§ **ABOUT THIS EXERCISE**
Before answering, work out how many lines below contain the string "parts"; the reply is that number alone.

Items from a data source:

%%

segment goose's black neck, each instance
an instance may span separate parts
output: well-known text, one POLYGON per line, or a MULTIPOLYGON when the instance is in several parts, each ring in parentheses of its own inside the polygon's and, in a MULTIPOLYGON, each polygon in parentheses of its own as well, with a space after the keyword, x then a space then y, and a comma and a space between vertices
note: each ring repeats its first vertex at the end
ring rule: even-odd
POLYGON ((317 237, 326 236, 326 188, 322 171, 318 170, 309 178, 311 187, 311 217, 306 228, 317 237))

%%

§ **THE COMPLETED TASK**
2